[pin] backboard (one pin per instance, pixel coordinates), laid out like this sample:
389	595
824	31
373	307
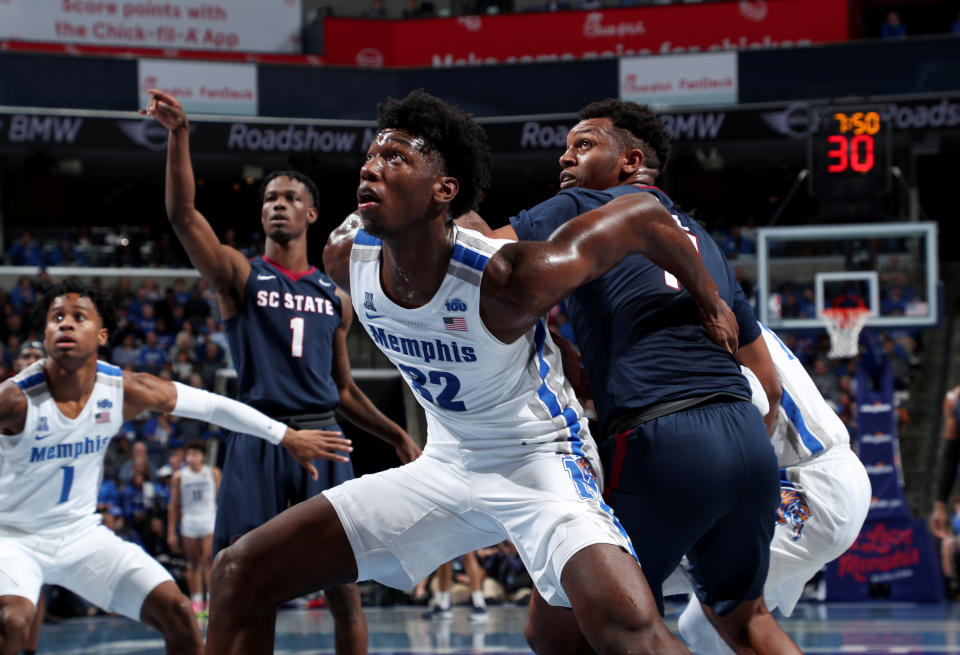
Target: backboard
889	268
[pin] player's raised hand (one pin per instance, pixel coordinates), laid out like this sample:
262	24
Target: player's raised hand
166	109
306	445
721	325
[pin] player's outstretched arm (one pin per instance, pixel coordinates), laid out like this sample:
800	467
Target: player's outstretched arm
354	404
13	408
173	513
525	279
146	392
225	268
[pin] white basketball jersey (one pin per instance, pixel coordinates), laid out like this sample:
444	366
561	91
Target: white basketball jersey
198	493
806	424
478	392
50	473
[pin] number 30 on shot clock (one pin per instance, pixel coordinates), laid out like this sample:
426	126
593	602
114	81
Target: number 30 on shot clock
850	152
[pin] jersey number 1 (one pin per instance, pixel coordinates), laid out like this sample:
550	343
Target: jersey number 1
669	278
67	483
296	340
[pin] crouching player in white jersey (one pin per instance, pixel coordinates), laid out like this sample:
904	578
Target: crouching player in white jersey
508	454
57	417
824	488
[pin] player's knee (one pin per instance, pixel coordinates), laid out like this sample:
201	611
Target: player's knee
233	572
16	629
180	626
344	602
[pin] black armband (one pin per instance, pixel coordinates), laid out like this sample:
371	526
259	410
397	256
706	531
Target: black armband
951	457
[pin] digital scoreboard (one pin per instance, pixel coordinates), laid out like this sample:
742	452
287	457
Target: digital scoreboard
849	152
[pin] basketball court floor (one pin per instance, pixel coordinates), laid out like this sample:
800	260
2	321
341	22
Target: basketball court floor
823	628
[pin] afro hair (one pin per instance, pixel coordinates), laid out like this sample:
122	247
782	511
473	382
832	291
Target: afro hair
102	300
638	120
293	175
452	134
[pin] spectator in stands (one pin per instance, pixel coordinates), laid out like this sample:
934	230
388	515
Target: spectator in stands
125	354
376	10
23	296
25	251
893	27
150	356
183	366
138	456
213	332
950	460
65	254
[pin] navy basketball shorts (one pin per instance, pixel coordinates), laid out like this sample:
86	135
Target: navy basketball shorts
260	480
702	483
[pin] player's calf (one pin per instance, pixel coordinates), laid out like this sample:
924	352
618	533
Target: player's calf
16	615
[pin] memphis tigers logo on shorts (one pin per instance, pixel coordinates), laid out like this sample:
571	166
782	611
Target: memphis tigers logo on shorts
793	511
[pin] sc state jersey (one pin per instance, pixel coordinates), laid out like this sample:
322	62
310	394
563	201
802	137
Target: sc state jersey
639	332
478	392
806	424
281	340
50	473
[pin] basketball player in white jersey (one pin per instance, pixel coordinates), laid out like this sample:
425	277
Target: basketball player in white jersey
508	454
57	417
824	488
193	507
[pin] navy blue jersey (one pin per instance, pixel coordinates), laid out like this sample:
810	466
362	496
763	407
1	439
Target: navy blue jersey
640	333
282	340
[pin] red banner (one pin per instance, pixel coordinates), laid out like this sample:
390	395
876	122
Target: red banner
571	35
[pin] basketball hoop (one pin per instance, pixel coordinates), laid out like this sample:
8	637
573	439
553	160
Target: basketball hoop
843	326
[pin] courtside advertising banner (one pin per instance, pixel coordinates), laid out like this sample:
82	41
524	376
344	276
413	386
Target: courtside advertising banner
569	35
227	25
202	87
680	80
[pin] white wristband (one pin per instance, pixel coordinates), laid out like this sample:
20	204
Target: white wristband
227	413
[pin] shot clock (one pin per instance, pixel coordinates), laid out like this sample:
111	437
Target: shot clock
849	152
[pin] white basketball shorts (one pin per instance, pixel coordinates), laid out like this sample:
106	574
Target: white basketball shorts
194	527
823	504
96	564
404	522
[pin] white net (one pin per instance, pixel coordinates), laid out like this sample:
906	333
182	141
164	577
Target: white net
844	325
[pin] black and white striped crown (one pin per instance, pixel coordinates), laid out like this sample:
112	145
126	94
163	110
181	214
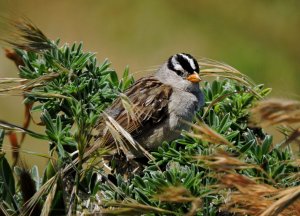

⁂

- **EXERCISE DETAILS**
Omitting all pictures, restate word for word the lines from the one containing "Target: sc state jersey" through the last line of the data.

- **WRITTEN ANSWER**
Target: sc state jersey
639	332
478	392
806	424
281	340
50	473
[pin] basketball player in white jersey (one pin per instance, pixel coordinates), laid out like this sample:
425	277
Target: basketball player in white jersey
508	454
57	417
824	488
193	507
[pin] navy blue jersey (one pin per instance, pixel coordinates), laid out like this sample:
810	466
362	496
763	407
1	439
Target: navy blue jersey
640	333
282	340
[pin] red banner (one pin per instance, pixel coordinates), laid out like this sample:
390	395
876	122
Target: red banner
571	35
[pin] basketball hoop (one pin per instance, pixel coordinates), laid out like this sample:
8	637
573	439
553	160
Target: basketball hoop
843	326
[pin] courtside advertising banner (one pin per instance, pixel coordinates), laid out like this sample:
82	41
524	376
344	276
413	386
Target: courtside advertising banner
569	35
227	25
202	87
680	80
[pin] white wristband (one pin per instance, pixel coordinates), laid out like this sample:
20	204
Target: white wristband
227	413
[pin] shot clock (one pin per instance, pixel coordinates), laid out like this sample:
111	437
Target: shot clock
849	152
[pin] white basketball shorts (one pin per instance, pixel coordinates), laid out like this sample:
106	574
Target: white basketball shorts
194	527
823	504
96	564
404	522
[pin] white net (one pin per instance, pixel coordinates), laid out like this sample:
906	333
182	141
164	577
Target: white net
844	325
[pin] black and white striped crown (one pin per instance, pixel coordinates), laid out like this sample:
112	145
126	94
163	110
181	214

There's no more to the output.